Rewrite the material below with every "napkin" changed to "towel" and all else unchanged. Omit the pictures from your answer.

Start GIVEN ENTRIES

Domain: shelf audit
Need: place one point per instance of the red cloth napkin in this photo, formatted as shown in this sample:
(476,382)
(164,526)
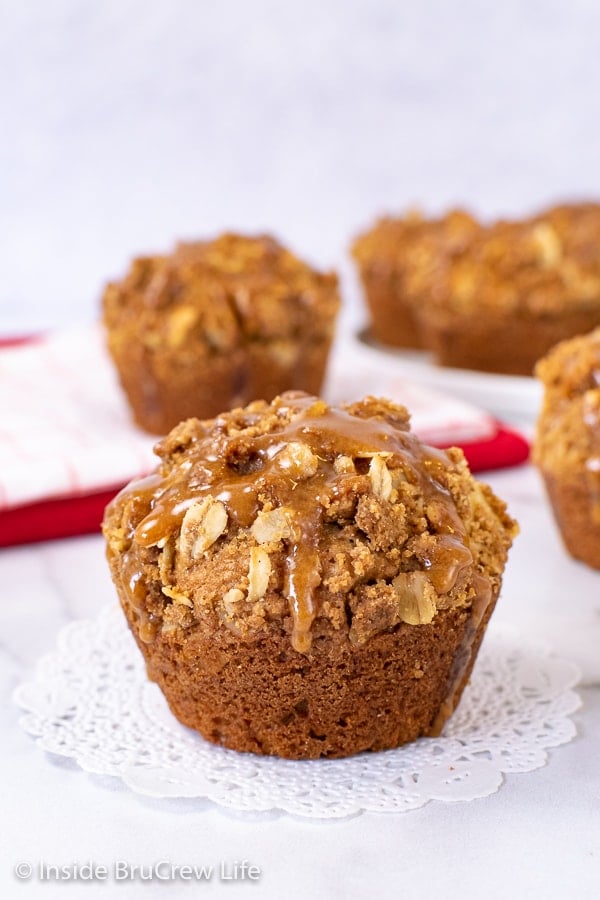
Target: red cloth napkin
(67,444)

End GIVEN ENTRIES

TASK ANSWER:
Domain: shelf audit
Need: place one point per instance of the red cloth towel in this photo, formatted as shown in this sample:
(476,382)
(164,526)
Target: red cloth towel
(67,444)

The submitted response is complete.